Supplied text Block Start

Journal of Orthopaedics and Traumatology

, Volume 11, Issue 4, pp 245–250 | Cite as

Heterotopic ossifications after arthroscopic management of femoroacetabular impingement: the role of NSAID prophylaxis

  • Filippo Randelli
  • Luca Pierannunzii
  • Lorenzo Banci
  • Vincenza Ragone
  • Alberto Aliprandi
  • Robert Buly
Open Access
Brief Communication



Open hip surgery is known to be a risk for heterotopic ossification (HO), and nonsteroidal anti-inflammatory drugs (NSAIDs) have been widely recognized as an effective prevention. Hip arthroscopy is gaining popularity thanks to the possibility of treating femoroacetabular impingement (FAI) with a minimally invasive technique, however little is known about its rate of postoperative HO. The aim of the present study is to evaluate HO prevalence after hip arthroscopy for FAI and its relationship with NSAID prophylaxis.

Materials and methods

We retrospectively reviewed 300 FAI cases who have been managed with hip arthroscopy in two different hospitals from April 2006 to May 2009. All medical records and indications at discharge were analyzed, focusing on administration of NSAIDs, as well as follow-up roentgenograms with regard to presence of HO around the hip joint. The patients were divided into two groups: a treatment group of 285 hips which received NSAID prophylaxis and a control group of 15 hips which did not.


Five hips presented HO, with overall prevalence of 1.6%. All five patients with HO belonged to the control group. No HO was observed in the treatment group. Thus, HO rate turned out to be significantly higher (P < 0.001) in patients who did not receive NSAIDs after surgery.


Arthroscopic treatment of FAI is not exempt from potential development of HO. NSAIDs after arthroscopic FAI treatment seem to be an effective prevention.

Supplied text Block End

Complete the following:
**a.** Answer these from the hip arthroscopy abstract, one line each:
(i) Over what span of months were the reviewed cases managed?
(ii) How many hips made up the control group?
(iii) How many hips presented HO?
**b.** Please extend the hip arthroscopy abstract past its final sentence.
The entries have nothing to do with the hip arthroscopy abstract.

Exercise data Block Start

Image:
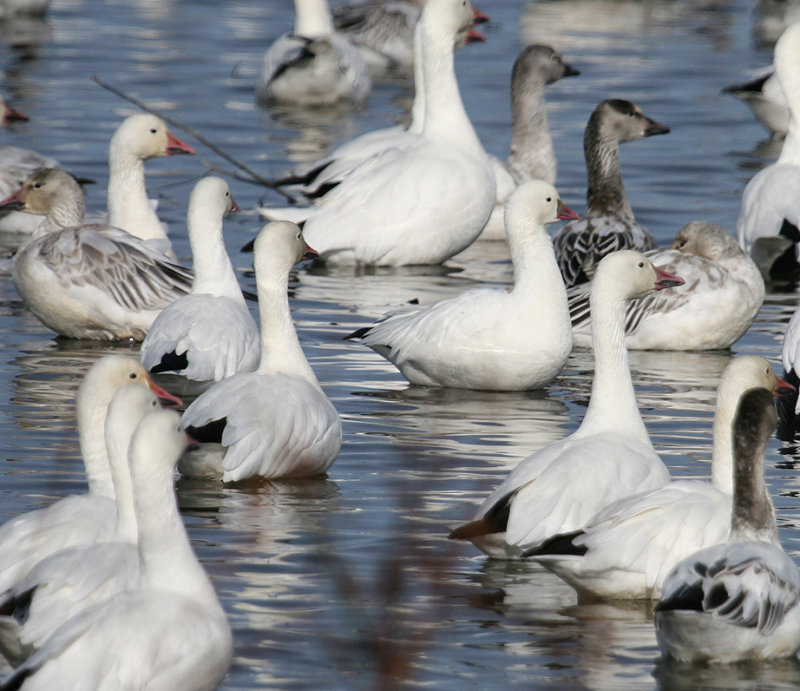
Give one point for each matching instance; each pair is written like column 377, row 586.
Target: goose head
column 145, row 136
column 112, row 372
column 706, row 240
column 278, row 247
column 630, row 274
column 536, row 201
column 45, row 190
column 623, row 121
column 213, row 197
column 542, row 64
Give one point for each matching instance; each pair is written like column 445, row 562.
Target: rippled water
column 349, row 582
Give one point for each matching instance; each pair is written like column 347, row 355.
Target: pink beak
column 176, row 146
column 665, row 280
column 163, row 395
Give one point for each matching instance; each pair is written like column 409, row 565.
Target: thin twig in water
column 255, row 178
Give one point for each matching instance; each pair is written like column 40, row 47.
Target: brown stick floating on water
column 255, row 177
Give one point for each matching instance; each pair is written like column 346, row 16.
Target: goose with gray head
column 560, row 487
column 739, row 600
column 532, row 154
column 426, row 202
column 170, row 631
column 208, row 334
column 314, row 65
column 720, row 298
column 74, row 578
column 80, row 518
column 491, row 338
column 88, row 281
column 275, row 422
column 769, row 216
column 626, row 550
column 608, row 224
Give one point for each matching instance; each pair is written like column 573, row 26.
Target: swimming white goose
column 276, row 421
column 314, row 65
column 719, row 300
column 608, row 224
column 532, row 154
column 626, row 550
column 81, row 518
column 739, row 600
column 383, row 30
column 88, row 281
column 139, row 138
column 491, row 338
column 315, row 179
column 560, row 487
column 764, row 96
column 426, row 202
column 170, row 632
column 208, row 334
column 769, row 217
column 74, row 578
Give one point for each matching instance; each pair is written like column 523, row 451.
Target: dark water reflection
column 350, row 582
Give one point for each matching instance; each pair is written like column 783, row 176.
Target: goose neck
column 605, row 193
column 128, row 205
column 280, row 347
column 445, row 116
column 312, row 18
column 613, row 401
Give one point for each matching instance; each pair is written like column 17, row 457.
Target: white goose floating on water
column 315, row 179
column 532, row 154
column 80, row 518
column 739, row 600
column 76, row 577
column 314, row 65
column 275, row 422
column 208, row 334
column 426, row 202
column 608, row 224
column 560, row 487
column 87, row 280
column 769, row 217
column 170, row 632
column 491, row 338
column 720, row 298
column 626, row 550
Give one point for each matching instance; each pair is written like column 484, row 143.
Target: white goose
column 316, row 179
column 87, row 280
column 626, row 550
column 314, row 65
column 74, row 578
column 769, row 217
column 719, row 300
column 491, row 338
column 208, row 334
column 560, row 487
column 426, row 202
column 532, row 155
column 170, row 632
column 764, row 96
column 739, row 600
column 608, row 224
column 81, row 518
column 274, row 422
column 139, row 138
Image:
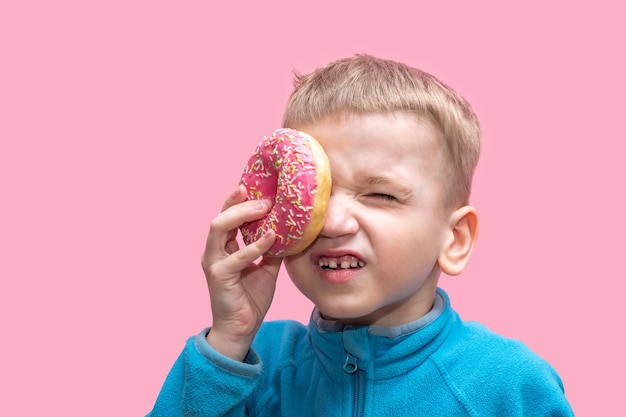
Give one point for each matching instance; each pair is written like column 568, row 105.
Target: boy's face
column 376, row 258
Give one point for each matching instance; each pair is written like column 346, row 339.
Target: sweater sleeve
column 202, row 382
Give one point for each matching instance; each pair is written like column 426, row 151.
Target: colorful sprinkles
column 282, row 168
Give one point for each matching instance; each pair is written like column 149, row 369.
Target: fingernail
column 261, row 204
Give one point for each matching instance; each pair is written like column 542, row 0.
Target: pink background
column 124, row 124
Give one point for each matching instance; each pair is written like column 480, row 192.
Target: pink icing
column 282, row 169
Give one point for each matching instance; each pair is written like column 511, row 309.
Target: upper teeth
column 344, row 263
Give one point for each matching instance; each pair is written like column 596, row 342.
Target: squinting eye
column 382, row 196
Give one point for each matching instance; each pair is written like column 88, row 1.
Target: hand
column 241, row 291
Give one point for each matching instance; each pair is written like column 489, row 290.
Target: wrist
column 233, row 347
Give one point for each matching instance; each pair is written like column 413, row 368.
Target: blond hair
column 364, row 84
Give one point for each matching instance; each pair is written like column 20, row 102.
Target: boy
column 383, row 339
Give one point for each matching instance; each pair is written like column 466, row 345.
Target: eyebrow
column 399, row 185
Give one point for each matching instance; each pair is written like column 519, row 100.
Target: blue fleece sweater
column 435, row 366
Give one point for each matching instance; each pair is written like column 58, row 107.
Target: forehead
column 378, row 140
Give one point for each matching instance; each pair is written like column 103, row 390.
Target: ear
column 460, row 240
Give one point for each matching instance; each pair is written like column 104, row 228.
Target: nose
column 340, row 219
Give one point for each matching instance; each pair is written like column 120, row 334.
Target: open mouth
column 343, row 262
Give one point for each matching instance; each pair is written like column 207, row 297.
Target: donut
column 291, row 169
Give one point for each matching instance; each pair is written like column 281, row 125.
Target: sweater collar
column 381, row 352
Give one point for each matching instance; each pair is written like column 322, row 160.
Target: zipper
column 351, row 367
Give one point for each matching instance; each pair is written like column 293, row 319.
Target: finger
column 271, row 264
column 224, row 227
column 241, row 259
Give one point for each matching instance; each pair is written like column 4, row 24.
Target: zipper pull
column 350, row 366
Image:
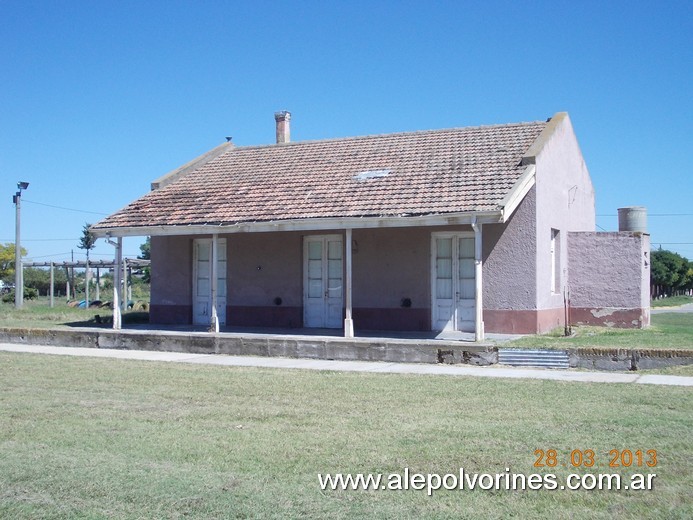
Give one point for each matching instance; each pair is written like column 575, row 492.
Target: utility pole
column 18, row 270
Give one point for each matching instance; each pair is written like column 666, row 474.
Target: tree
column 7, row 261
column 145, row 254
column 87, row 241
column 670, row 273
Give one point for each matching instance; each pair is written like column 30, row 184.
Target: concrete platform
column 294, row 343
column 355, row 366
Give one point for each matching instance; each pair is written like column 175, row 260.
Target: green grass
column 674, row 301
column 669, row 330
column 98, row 438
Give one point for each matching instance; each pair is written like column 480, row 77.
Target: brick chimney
column 283, row 129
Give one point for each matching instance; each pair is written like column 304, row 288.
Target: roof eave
column 518, row 192
column 317, row 224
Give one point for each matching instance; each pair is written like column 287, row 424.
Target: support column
column 348, row 321
column 214, row 282
column 117, row 270
column 52, row 290
column 124, row 280
column 478, row 287
column 86, row 283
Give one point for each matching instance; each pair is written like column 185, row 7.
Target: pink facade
column 534, row 225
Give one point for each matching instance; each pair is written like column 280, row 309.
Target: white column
column 52, row 290
column 348, row 321
column 124, row 279
column 478, row 288
column 86, row 283
column 117, row 274
column 214, row 281
column 18, row 269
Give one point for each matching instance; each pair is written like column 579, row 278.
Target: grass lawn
column 673, row 301
column 99, row 438
column 669, row 330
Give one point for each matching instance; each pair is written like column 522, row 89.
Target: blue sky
column 99, row 98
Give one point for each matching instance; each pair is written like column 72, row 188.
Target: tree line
column 670, row 274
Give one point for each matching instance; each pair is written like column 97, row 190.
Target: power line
column 41, row 239
column 66, row 209
column 653, row 215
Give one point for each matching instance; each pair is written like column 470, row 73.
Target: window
column 555, row 261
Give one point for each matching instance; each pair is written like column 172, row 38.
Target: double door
column 323, row 281
column 453, row 282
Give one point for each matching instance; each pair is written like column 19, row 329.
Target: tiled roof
column 405, row 174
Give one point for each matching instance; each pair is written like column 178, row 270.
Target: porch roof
column 417, row 178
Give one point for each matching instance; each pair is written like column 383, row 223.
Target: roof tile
column 431, row 172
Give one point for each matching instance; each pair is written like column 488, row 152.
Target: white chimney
column 283, row 129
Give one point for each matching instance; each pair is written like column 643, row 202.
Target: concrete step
column 533, row 358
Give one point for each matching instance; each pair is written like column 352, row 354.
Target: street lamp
column 18, row 270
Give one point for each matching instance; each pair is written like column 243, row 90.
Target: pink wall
column 565, row 201
column 610, row 278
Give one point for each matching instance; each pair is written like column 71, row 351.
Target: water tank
column 632, row 218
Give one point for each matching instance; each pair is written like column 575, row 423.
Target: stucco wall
column 172, row 276
column 265, row 266
column 610, row 278
column 171, row 298
column 391, row 264
column 564, row 201
column 509, row 256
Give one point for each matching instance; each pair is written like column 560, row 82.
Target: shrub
column 29, row 294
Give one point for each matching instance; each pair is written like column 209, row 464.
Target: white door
column 202, row 281
column 323, row 270
column 453, row 283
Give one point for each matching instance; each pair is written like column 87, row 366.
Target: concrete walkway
column 356, row 366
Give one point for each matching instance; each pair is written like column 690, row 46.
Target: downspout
column 348, row 321
column 478, row 285
column 214, row 325
column 117, row 318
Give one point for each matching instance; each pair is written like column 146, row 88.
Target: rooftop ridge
column 384, row 135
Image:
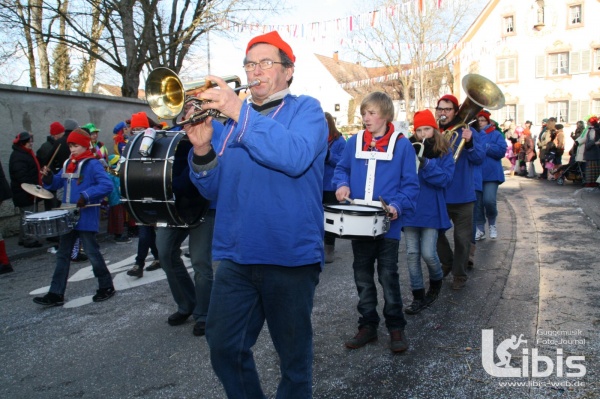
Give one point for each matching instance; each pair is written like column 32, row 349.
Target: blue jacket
column 268, row 184
column 462, row 188
column 495, row 150
column 93, row 184
column 396, row 180
column 336, row 148
column 431, row 211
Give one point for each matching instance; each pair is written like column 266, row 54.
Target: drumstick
column 53, row 155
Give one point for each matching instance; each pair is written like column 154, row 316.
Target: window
column 508, row 26
column 558, row 64
column 509, row 112
column 507, row 69
column 575, row 14
column 560, row 109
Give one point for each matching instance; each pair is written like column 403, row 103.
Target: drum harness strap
column 71, row 176
column 372, row 157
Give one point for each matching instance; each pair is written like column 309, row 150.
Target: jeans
column 462, row 219
column 385, row 252
column 421, row 241
column 243, row 297
column 146, row 242
column 490, row 207
column 63, row 261
column 191, row 297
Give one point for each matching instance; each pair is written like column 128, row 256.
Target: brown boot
column 471, row 261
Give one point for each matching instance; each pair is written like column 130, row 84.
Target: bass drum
column 157, row 189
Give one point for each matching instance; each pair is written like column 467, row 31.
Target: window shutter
column 540, row 67
column 540, row 112
column 573, row 111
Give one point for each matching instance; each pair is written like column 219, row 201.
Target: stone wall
column 33, row 110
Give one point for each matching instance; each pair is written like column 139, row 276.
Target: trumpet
column 168, row 96
column 481, row 93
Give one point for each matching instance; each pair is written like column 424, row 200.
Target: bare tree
column 412, row 43
column 132, row 34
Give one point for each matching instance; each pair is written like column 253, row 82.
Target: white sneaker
column 479, row 235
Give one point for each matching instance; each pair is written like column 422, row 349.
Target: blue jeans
column 63, row 261
column 385, row 252
column 146, row 242
column 191, row 297
column 478, row 214
column 422, row 241
column 243, row 297
column 489, row 209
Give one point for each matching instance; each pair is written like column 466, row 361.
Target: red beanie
column 139, row 120
column 451, row 98
column 424, row 118
column 81, row 137
column 485, row 114
column 56, row 128
column 274, row 39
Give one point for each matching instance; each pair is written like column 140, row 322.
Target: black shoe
column 136, row 271
column 177, row 318
column 416, row 306
column 50, row 299
column 103, row 294
column 153, row 266
column 6, row 268
column 365, row 335
column 398, row 341
column 80, row 258
column 199, row 328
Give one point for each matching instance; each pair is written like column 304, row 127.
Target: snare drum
column 156, row 188
column 49, row 223
column 355, row 222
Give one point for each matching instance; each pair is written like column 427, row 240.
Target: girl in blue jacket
column 436, row 170
column 492, row 174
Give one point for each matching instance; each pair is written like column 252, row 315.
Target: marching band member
column 436, row 170
column 378, row 163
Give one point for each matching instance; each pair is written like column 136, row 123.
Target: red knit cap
column 139, row 120
column 424, row 118
column 56, row 128
column 451, row 98
column 274, row 39
column 81, row 137
column 484, row 114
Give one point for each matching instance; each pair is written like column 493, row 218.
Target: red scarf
column 370, row 142
column 72, row 165
column 37, row 163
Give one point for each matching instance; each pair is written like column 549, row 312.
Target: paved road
column 540, row 277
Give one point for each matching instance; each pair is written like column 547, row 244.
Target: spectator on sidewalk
column 23, row 167
column 379, row 163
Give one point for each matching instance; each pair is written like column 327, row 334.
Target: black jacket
column 22, row 169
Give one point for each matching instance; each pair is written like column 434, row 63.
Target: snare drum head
column 47, row 215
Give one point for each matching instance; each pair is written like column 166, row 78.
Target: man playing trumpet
column 460, row 194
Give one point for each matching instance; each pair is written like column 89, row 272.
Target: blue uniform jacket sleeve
column 289, row 149
column 335, row 152
column 439, row 172
column 475, row 154
column 405, row 200
column 496, row 146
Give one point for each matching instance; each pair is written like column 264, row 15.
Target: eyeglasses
column 265, row 64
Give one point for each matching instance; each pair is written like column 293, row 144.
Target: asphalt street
column 539, row 280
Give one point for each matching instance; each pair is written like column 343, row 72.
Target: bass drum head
column 157, row 189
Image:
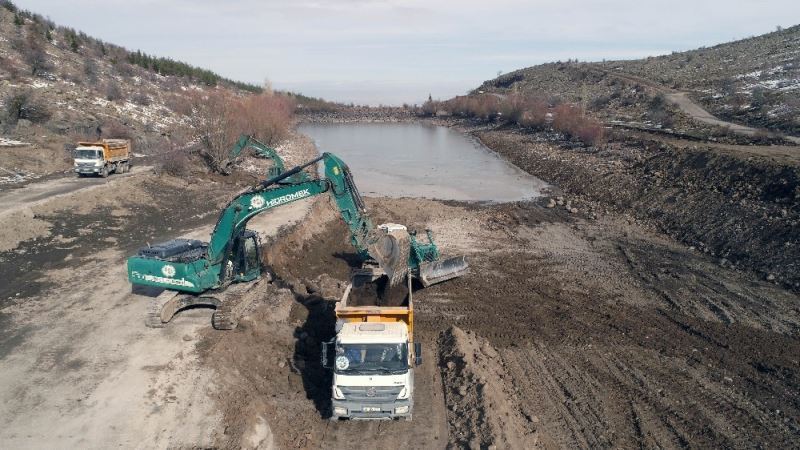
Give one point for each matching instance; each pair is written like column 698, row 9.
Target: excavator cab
column 246, row 256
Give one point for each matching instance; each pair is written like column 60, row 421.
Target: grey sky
column 397, row 51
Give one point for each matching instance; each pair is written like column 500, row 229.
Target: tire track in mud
column 600, row 369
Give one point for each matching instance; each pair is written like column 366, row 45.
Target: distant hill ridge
column 753, row 81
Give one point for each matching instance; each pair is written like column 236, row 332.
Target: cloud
column 407, row 44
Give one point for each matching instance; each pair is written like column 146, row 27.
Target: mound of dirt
column 481, row 408
column 736, row 208
column 378, row 293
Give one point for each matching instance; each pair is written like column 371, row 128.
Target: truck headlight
column 403, row 393
column 337, row 393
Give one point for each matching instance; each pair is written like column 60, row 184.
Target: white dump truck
column 102, row 157
column 373, row 355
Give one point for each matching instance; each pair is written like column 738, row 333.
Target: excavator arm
column 265, row 152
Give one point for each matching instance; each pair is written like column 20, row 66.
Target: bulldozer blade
column 438, row 271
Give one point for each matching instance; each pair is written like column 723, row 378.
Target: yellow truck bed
column 113, row 149
column 404, row 313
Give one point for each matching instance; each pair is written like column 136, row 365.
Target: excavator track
column 229, row 304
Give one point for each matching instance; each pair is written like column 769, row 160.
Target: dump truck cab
column 102, row 157
column 89, row 159
column 372, row 356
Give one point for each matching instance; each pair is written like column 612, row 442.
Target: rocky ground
column 568, row 333
column 581, row 324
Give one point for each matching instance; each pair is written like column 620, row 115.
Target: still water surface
column 420, row 160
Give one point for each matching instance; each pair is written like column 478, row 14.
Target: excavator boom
column 232, row 253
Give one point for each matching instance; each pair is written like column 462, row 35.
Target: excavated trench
column 567, row 333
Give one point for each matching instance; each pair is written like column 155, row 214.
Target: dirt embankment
column 744, row 211
column 272, row 389
column 574, row 333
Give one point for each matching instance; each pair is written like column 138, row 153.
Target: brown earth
column 569, row 333
column 584, row 329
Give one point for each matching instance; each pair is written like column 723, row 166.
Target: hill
column 59, row 85
column 754, row 81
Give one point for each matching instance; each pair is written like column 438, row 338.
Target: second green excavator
column 197, row 273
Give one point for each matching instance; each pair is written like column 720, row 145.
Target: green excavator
column 193, row 272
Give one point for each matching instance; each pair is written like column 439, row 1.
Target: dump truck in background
column 373, row 354
column 102, row 157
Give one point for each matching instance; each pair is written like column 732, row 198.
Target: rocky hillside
column 755, row 82
column 58, row 85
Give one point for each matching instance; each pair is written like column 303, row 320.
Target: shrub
column 573, row 122
column 7, row 66
column 34, row 55
column 114, row 129
column 266, row 117
column 91, row 71
column 174, row 162
column 25, row 105
column 7, row 4
column 113, row 92
column 658, row 111
column 140, row 98
column 219, row 118
column 535, row 115
column 179, row 104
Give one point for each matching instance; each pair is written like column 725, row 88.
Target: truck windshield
column 87, row 154
column 355, row 359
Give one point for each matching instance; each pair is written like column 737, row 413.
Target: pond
column 421, row 160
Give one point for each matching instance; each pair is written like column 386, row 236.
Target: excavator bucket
column 389, row 245
column 438, row 271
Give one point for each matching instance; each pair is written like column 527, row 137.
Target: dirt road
column 12, row 200
column 689, row 106
column 78, row 369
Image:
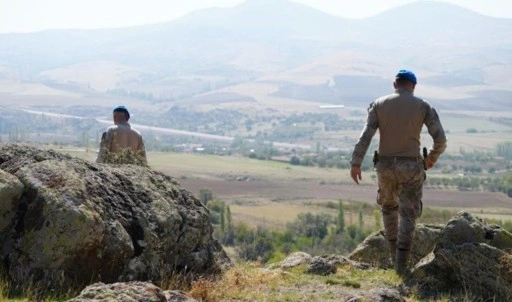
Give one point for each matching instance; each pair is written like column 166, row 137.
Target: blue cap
column 122, row 108
column 406, row 74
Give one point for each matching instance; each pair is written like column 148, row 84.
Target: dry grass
column 251, row 282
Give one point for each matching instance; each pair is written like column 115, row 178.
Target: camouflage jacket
column 400, row 117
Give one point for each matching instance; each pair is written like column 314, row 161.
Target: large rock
column 129, row 292
column 11, row 189
column 472, row 257
column 374, row 249
column 76, row 223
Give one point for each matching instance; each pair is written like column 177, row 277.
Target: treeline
column 471, row 183
column 311, row 233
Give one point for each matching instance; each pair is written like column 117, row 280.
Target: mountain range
column 461, row 58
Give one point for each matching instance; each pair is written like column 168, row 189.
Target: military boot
column 402, row 257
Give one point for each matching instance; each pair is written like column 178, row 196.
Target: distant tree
column 205, row 195
column 340, row 222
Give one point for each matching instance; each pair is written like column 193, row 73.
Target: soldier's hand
column 429, row 163
column 355, row 173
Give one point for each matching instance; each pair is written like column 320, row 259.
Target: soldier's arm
column 366, row 137
column 106, row 141
column 142, row 149
column 436, row 131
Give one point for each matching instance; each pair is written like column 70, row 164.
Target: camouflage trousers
column 400, row 192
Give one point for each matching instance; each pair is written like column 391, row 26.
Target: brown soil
column 230, row 190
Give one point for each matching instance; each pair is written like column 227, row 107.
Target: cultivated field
column 273, row 193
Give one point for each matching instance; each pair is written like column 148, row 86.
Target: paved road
column 171, row 131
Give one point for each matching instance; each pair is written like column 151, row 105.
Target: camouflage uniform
column 399, row 117
column 122, row 139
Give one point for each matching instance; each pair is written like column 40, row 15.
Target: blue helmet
column 122, row 108
column 407, row 75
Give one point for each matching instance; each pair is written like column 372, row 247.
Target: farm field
column 273, row 193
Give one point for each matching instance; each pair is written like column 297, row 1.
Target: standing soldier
column 120, row 143
column 400, row 117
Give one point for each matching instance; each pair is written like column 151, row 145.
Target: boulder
column 374, row 249
column 129, row 292
column 296, row 259
column 473, row 257
column 321, row 266
column 76, row 223
column 11, row 189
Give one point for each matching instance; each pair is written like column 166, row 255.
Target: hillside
column 461, row 57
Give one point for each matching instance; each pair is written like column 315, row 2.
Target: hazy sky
column 36, row 15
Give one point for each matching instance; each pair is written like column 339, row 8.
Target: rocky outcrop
column 466, row 255
column 69, row 223
column 374, row 249
column 129, row 292
column 472, row 257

Exercise data Block End

Answers for the tasks:
**a.**
(i) April 2006 to May 2009
(ii) 15
(iii) Five

**b.**
Hip arthroscopy Femoroacetabular impingement Heterotopic ossification NSAIDs 


Heterotopic ossification (HO) or ectopic bone formation is the formation of bone in soft tissue where bone normally does not exist. HO is a well-known complication after open hip surgery such as total hip replacement, open reduction and internal fixation of hip and pelvic fractures, and joint-sparing reconstructive surgery (i.e., surgical dislocation) [1]. An increasing number of reports have been presented since the 1970s [2, 3]. In previous reports, prevalence of ectopic ossification after total hip replacement (THR) varied widely between 5% [4] and 90% [5].

Nonsteroidal anti-inflammatory drugs (NSAIDs), conventional cyclooxygenase (COX) inhibitors, and, most recently, selective COX-2 inhibitors (COXIB), have been shown to be effective in lowering incidence of HO after total hip replacement [6, 7, 8, 9].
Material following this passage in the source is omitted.